Exercise requirements: Transcription should be exact. Include all entries.
[Study material]
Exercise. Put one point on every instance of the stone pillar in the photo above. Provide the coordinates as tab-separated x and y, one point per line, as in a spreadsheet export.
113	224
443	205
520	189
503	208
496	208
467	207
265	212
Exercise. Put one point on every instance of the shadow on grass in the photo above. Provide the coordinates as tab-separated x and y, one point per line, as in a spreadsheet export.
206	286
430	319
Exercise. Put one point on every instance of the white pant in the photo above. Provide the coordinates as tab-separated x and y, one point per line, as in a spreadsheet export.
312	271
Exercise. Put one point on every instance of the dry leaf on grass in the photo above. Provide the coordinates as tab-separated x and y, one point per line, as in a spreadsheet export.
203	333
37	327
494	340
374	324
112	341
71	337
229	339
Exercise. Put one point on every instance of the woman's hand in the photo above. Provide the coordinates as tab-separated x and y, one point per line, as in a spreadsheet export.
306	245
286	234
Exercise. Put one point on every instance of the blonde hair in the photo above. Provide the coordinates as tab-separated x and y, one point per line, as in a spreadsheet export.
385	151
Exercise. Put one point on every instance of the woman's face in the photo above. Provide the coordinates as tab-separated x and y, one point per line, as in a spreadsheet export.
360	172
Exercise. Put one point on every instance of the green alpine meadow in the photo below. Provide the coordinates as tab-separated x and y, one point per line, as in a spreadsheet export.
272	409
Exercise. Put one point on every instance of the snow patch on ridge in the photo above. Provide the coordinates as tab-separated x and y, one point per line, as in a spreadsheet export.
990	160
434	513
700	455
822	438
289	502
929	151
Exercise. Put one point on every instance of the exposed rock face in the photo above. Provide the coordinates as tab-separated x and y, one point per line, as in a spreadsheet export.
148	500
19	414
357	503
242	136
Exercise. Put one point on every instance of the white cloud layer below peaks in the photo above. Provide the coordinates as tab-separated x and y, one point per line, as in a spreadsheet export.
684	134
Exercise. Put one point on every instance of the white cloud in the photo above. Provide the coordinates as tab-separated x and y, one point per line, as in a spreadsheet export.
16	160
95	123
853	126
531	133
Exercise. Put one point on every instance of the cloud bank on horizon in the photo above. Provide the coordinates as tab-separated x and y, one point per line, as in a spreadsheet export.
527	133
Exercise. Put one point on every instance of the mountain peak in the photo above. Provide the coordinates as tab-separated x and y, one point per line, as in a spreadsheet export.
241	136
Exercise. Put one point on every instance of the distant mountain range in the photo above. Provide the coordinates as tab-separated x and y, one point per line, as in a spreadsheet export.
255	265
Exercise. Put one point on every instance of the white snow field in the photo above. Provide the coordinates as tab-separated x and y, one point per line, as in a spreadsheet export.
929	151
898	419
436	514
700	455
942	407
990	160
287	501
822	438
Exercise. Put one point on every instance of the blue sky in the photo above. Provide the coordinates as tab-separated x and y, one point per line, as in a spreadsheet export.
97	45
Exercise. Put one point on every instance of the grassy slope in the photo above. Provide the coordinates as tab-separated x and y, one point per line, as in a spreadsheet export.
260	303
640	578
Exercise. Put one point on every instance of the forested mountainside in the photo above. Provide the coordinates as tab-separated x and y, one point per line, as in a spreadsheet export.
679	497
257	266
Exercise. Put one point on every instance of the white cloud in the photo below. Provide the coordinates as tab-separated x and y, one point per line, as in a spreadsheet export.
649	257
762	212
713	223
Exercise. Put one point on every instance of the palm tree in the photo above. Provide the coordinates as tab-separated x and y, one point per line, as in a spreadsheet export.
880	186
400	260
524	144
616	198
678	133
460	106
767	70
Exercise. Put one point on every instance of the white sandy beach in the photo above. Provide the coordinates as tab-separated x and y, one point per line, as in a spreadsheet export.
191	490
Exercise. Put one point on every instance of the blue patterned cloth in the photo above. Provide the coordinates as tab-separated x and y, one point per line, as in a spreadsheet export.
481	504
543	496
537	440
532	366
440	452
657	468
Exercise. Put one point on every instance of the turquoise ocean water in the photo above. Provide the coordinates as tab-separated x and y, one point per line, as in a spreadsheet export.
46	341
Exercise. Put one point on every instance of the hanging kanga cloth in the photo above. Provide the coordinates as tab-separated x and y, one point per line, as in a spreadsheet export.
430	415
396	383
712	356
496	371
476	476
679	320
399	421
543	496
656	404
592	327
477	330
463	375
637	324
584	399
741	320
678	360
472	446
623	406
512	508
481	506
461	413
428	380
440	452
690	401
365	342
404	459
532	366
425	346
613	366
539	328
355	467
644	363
[/Study material]
The completed task:
Exercise. Put one point on every instance of the stone pillar in the photo above. Provide the coordinates as tab-separated x and y, one point per line, as in a spreadsheet export.
113	224
443	205
520	189
503	208
496	208
467	207
265	212
Exercise. Put one point on every instance of the shadow on grass in the photo above. Provide the coordinates as tab-separated x and y, one point per line, as in a spreadsheet export.
206	286
430	319
Exercise. Put one point on every instance of the white pant in the photo above. Provide the coordinates as tab-separated x and y, one point per line, as in a spreadsheet export.
312	271
Exercise. Put one point on every instance of the dry leaf on grass in the photo above. Provide the coordinates as tab-separated x and y, one point per line, as in a spreadsheet export.
203	333
37	327
494	340
374	324
112	341
71	337
229	339
Exercise. Put one point on every instance of the woman's hand in the photo above. Provide the coordinates as tab-separated x and y, one point per line, as in a spreadsheet export.
306	245
286	234
Exercise. Put one point on every instance of the blonde hair in the photo above. Provide the coordinates as tab-separated x and y, one point per line, as in a spreadsheet export.
385	151
Exercise. Put one point on every instance of the woman's face in the photo above. Provide the coordinates as tab-separated x and y, one point per line, as in a spreadsheet export.
360	172
Exercise. Put one point on every instance of the green alpine meadow in the photo below. Provide the coordinates as tab-separated x and y, one point per line, as in a spreadsheet export.
272	409
Exercise. Put one point on every instance of the snow patch on ridge in the photo above. Provide the coordinates as tab-separated x and y, one point per line, as in a spreadsheet export.
990	160
434	513
700	455
822	438
289	502
929	151
Exercise. Put one point on every instance of the exposed rock face in the photo above. Provide the coordinates as tab-separated x and y, one point per line, as in a spreadsheet export.
148	500
19	414
357	503
242	136
Exercise. Put one point on every instance of the white cloud layer below peaks in the photo above. Provide the coordinates as tab-separated x and y, one point per line, as in a spreadsheet export.
684	134
Exercise. Put one point on every instance of the white cloud in the photo above. Provide the coordinates as tab-separated x and y, one point per line, as in a spreadsheet export.
16	160
95	123
853	126
531	133
Exercise. Put one point on every instance of the cloud bank on horizon in the photo above. Provide the coordinates as tab-separated x and y, one point per line, as in a spreadsheet export.
527	133
Exercise. Put one point on every instance of the mountain peak in the photo above. Provide the coordinates as tab-separated x and y, one point per line, as in a spreadsheet export.
241	136
Exercise. Put one point on every instance of the distant mountain range in the photo above. Provide the coordinates as tab-separated x and y, one point per line, as in a spreadsheet export.
255	265
Exercise. Put one point on every instance of the white snow field in the photo above. Provide the coordinates as tab-separated x and y, one point per line, as in a spreadsheet export.
929	151
898	419
436	514
700	455
942	407
990	160
287	501
822	438
Exercise. Put one point on every instance of the blue sky in the photo above. Provide the coordinates as tab-separated x and y, one point per line, as in a spreadsheet export.
97	45
Exercise. Put one point on every instance of the grassy slope in the photo above. Provide the coordinates as tab-separated x and y, one point per line, as in a spreadsheet export.
260	303
640	578
Exercise. Put one point on every instance of the forested mountainside in the photo above. Provide the coordinates as tab-separated x and y, one point per line, as in a spreadsheet export.
679	497
257	266
Exercise. Put one point on every instance of the white cloud in the photo below. Provide the coordinates as tab-separated x and y, one point per line, as in a spreadsheet export.
649	257
762	212
713	223
Exercise. Put one point on every instance of the palm tree in the photo above. Provide the coordinates as tab-separated x and y, one point per line, as in a spreadsheet export.
880	186
400	260
524	144
616	198
678	133
460	106
767	70
Exercise. Put one point on every instance of the white sandy beach in the photo above. Provide the coordinates as tab-separated x and y, one point per line, as in a spreadsheet export.
191	490
Exercise. Put one point on every instance of the blue patterned cloth in the photo above. Provide the coordinates as tab-separated x and y, one point per line, as in a spreadsheet export.
481	504
543	496
537	440
532	366
440	452
657	468
Exercise. Put one point on every instance of the turquoise ocean water in the photo above. Provide the coordinates as tab-separated x and y, one point per line, as in a spreadsheet export.
46	341
Exercise. Put one point on every instance of the hanging kanga cloth in the photo above. Provide the coordinates as tab-separated x and y, one point per line, as in a spreadsheet export.
430	415
396	383
712	356
496	371
476	476
679	320
399	421
543	496
656	404
592	327
477	330
463	375
637	324
584	399
741	320
678	360
472	446
623	406
512	508
481	506
461	413
428	380
440	452
690	401
365	342
404	459
532	366
425	346
613	366
539	328
355	467
644	363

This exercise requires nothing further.